▶ _Natural language region descriptions_
****************************************

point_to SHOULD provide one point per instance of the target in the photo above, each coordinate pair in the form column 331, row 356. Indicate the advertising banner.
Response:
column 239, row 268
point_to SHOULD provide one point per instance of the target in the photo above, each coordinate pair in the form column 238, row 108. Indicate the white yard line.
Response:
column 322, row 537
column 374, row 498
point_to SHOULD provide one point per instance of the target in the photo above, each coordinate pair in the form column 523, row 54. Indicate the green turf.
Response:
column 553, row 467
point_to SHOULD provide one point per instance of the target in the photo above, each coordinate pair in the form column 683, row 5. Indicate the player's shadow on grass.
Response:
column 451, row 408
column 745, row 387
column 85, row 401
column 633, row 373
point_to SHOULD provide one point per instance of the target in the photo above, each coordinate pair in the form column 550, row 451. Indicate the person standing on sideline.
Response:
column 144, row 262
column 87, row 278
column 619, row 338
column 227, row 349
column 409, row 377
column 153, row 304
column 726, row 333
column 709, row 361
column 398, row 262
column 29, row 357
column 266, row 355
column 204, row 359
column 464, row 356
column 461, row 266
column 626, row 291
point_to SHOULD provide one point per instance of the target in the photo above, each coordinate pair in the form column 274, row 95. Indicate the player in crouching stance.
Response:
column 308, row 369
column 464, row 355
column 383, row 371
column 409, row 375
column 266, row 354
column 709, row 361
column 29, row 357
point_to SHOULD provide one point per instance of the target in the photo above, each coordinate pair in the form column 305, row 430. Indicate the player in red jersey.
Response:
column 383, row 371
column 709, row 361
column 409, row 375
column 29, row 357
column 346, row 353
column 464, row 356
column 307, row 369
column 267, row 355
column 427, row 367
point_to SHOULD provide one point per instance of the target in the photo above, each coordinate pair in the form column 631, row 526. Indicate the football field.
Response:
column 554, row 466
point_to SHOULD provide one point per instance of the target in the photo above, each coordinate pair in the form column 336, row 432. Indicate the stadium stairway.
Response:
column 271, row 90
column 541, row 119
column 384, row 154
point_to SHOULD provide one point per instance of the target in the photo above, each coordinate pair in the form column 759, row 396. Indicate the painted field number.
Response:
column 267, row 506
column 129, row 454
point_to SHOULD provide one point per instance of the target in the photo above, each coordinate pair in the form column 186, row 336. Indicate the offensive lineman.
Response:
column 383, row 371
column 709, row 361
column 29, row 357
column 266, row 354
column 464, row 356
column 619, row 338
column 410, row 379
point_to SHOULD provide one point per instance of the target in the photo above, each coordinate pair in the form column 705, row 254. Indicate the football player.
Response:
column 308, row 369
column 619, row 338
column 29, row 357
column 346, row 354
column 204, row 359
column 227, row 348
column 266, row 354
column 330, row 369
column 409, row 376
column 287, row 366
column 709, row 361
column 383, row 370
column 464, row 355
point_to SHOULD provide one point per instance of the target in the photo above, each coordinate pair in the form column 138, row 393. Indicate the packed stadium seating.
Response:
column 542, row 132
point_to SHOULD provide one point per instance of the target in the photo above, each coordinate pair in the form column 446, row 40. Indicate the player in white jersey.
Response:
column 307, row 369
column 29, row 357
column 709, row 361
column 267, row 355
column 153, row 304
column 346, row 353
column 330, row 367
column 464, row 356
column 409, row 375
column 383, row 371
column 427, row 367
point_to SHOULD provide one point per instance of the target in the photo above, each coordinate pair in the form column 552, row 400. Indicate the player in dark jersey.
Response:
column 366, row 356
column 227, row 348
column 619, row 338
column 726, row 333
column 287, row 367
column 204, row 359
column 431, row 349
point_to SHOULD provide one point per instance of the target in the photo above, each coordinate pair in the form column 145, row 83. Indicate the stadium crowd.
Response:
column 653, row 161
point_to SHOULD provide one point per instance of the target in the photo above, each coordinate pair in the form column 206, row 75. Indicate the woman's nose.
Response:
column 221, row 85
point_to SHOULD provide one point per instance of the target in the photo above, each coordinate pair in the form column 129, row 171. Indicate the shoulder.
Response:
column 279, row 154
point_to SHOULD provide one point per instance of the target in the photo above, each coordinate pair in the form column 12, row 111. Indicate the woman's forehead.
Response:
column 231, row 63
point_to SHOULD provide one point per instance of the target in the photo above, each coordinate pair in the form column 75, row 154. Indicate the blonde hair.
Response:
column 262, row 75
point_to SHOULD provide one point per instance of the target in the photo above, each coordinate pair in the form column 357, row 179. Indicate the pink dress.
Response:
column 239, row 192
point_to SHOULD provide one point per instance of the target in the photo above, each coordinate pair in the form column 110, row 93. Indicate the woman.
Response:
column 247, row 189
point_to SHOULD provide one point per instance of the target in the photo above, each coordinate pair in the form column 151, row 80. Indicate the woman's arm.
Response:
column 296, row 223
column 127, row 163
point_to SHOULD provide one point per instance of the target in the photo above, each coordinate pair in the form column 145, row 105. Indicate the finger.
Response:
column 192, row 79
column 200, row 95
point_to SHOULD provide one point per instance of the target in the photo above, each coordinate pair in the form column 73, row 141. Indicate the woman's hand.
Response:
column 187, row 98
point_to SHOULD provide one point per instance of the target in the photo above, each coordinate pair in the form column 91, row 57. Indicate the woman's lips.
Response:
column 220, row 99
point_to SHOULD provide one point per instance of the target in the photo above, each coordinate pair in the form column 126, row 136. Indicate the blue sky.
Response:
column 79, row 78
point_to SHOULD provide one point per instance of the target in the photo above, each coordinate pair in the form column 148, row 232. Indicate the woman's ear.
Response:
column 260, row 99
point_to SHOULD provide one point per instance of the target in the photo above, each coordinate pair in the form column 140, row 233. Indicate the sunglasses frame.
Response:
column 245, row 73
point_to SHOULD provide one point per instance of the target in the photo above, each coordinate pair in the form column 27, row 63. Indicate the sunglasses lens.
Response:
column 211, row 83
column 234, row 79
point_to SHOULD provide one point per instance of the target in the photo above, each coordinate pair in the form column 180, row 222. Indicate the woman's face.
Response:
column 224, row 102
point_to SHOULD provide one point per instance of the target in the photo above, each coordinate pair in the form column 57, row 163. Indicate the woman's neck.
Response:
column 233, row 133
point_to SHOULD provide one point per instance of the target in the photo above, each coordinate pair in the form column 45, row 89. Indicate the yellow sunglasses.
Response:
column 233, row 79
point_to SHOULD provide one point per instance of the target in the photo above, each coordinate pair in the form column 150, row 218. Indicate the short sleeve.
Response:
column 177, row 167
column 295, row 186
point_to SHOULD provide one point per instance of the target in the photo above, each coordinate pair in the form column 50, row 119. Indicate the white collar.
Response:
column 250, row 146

****************************************

▶ _What you will do_
Make an exact copy of every line in the data.

▶ _Finished exercise_
point_to SHOULD provide one point per instance of the target in the photo above, each coordinate pair in the form column 331, row 356. Indicate the advertising banner.
Response:
column 239, row 268
point_to SHOULD provide one point per instance of the target in the photo above, each coordinate pair in the form column 238, row 108. Indicate the white yard line.
Response:
column 322, row 537
column 374, row 498
point_to SHOULD provide one point per instance of the target in the photo above, each coordinate pair in the form column 523, row 54. Indicate the green turf.
Response:
column 553, row 467
point_to SHOULD provide one point per instance of the target in the photo above, each coordinate pair in the form column 683, row 5. Indicate the player's shadow on grass.
Response:
column 451, row 408
column 745, row 387
column 85, row 401
column 633, row 373
point_to SHOULD provide one point per instance of the target in the photo above, each coordinate pair in the form column 550, row 451. Indicate the person standing on sideline.
Response:
column 144, row 262
column 87, row 278
column 619, row 338
column 227, row 349
column 409, row 377
column 153, row 304
column 726, row 333
column 709, row 361
column 398, row 262
column 29, row 357
column 266, row 355
column 204, row 359
column 464, row 356
column 461, row 266
column 626, row 291
point_to SHOULD provide one point per instance of the target in the photo above, each coordinate pair in the form column 274, row 95. Indicate the player in crouching stance.
Response:
column 308, row 369
column 464, row 355
column 383, row 371
column 409, row 375
column 266, row 354
column 709, row 361
column 29, row 357
point_to SHOULD provide one point per instance of the target in the photo above, each coordinate pair in the form column 305, row 430. Indicate the player in red jersey.
Response:
column 383, row 371
column 709, row 361
column 409, row 375
column 29, row 357
column 346, row 353
column 464, row 356
column 307, row 369
column 267, row 355
column 427, row 367
point_to SHOULD provide one point per instance of the target in the photo above, each coordinate pair in the form column 631, row 526. Indicate the football field.
Response:
column 554, row 466
point_to SHOULD provide one point per instance of the target in the photo above, each coordinate pair in the form column 336, row 432. Indicate the stadium stairway.
Response:
column 271, row 90
column 541, row 119
column 384, row 154
point_to SHOULD provide one point per instance of the target in the photo above, each coordinate pair in the form column 759, row 396. Indicate the painted field number.
Response:
column 267, row 506
column 129, row 454
point_to SHOULD provide one point per instance of the target in the photo above, each coordinate pair in the form column 186, row 336. Indicate the offensive lineman.
Response:
column 383, row 371
column 709, row 361
column 29, row 357
column 266, row 354
column 464, row 356
column 619, row 338
column 410, row 379
point_to SHOULD provide one point per instance of the target in the photo above, each coordinate pair in the form column 705, row 254. Indicate the football player.
Response:
column 308, row 369
column 619, row 338
column 29, row 357
column 346, row 354
column 204, row 359
column 227, row 348
column 266, row 354
column 330, row 369
column 409, row 376
column 287, row 366
column 709, row 361
column 383, row 370
column 464, row 355
point_to SHOULD provide one point per instance of the target in the photo above, each coordinate pair in the form column 138, row 393. Indicate the packed stadium seating.
Response:
column 542, row 132
point_to SHOULD provide one point per instance of the target in the photo above, each coordinate pair in the form column 446, row 40. Indicate the player in white jersey.
Response:
column 307, row 369
column 29, row 357
column 709, row 361
column 267, row 355
column 153, row 304
column 346, row 353
column 330, row 367
column 464, row 356
column 409, row 375
column 383, row 371
column 427, row 367
point_to SHOULD provide one point per instance of the target in the photo above, each coordinate pair in the form column 552, row 400. Indicate the player in dark jersey.
Response:
column 366, row 356
column 227, row 348
column 619, row 338
column 726, row 333
column 287, row 367
column 204, row 359
column 431, row 349
point_to SHOULD provide one point per instance of the target in the photo above, each coordinate pair in the form column 145, row 83. Indicate the stadium crowd.
Response:
column 653, row 161
point_to SHOULD provide one point per instance of the target in the photo above, each coordinate pair in the form column 206, row 75. Indicate the woman's nose.
Response:
column 221, row 85
point_to SHOULD provide one point per instance of the target in the photo above, each coordinate pair in the form column 129, row 171. Indicate the shoulder.
Response:
column 279, row 154
point_to SHOULD provide one point per instance of the target in the photo above, each coordinate pair in the form column 12, row 111. Indicate the woman's forehead.
Response:
column 231, row 63
point_to SHOULD provide one point per instance of the target in the photo above, each coordinate pair in the form column 75, row 154. Indicate the blonde hair.
Response:
column 262, row 75
point_to SHOULD provide one point per instance of the target in the photo above, each coordinate pair in the form column 357, row 179. Indicate the pink dress.
Response:
column 239, row 192
point_to SHOULD provide one point per instance of the target in the photo above, each coordinate pair in the form column 110, row 93. Indicate the woman.
Response:
column 247, row 189
point_to SHOULD provide one point per instance of the target in the photo above, each coordinate pair in the form column 151, row 80. Indicate the woman's arm.
Response:
column 296, row 223
column 127, row 163
point_to SHOULD provide one point per instance of the target in the photo above, each coordinate pair in the form column 145, row 105. Indicate the finger.
Response:
column 192, row 79
column 200, row 95
point_to SHOULD provide one point per instance of the target in the photo above, each coordinate pair in the form column 73, row 141. Indicate the woman's hand.
Response:
column 187, row 98
point_to SHOULD provide one point per instance of the target in the photo above, each coordinate pair in the form column 91, row 57. Indicate the woman's lips.
Response:
column 220, row 99
point_to SHOULD provide one point per instance of the target in the photo above, each coordinate pair in the form column 126, row 136. Indicate the blue sky.
Response:
column 79, row 78
point_to SHOULD provide one point per instance of the target in the photo above, each coordinate pair in the form column 148, row 232. Indicate the woman's ear.
Response:
column 260, row 99
point_to SHOULD provide one point per instance of the target in the photo above, each coordinate pair in the form column 140, row 233. Indicate the sunglasses frame.
Response:
column 245, row 73
point_to SHOULD provide one point per instance of the target in the photo above, each coordinate pair in the form column 27, row 63. Indicate the sunglasses lens.
Response:
column 211, row 83
column 234, row 79
point_to SHOULD provide one point per instance of the target in the photo above, each coordinate pair in the form column 180, row 222. Indicate the woman's face.
Response:
column 224, row 102
point_to SHOULD provide one point per instance of the target in the photo above, each coordinate pair in the form column 57, row 163. Indicate the woman's neck.
Response:
column 233, row 133
point_to SHOULD provide one point per instance of the target in the photo above, each coordinate pair in the form column 45, row 89. Indicate the yellow sunglasses.
Response:
column 233, row 79
point_to SHOULD provide one point per instance of the target in the photo above, each coordinate pair in the form column 150, row 218. Indicate the short sleeve.
Response:
column 177, row 167
column 295, row 186
point_to SHOULD provide one point per instance of the target in the photo above, each coordinate pair in the form column 50, row 119. Indicate the white collar.
Response:
column 250, row 146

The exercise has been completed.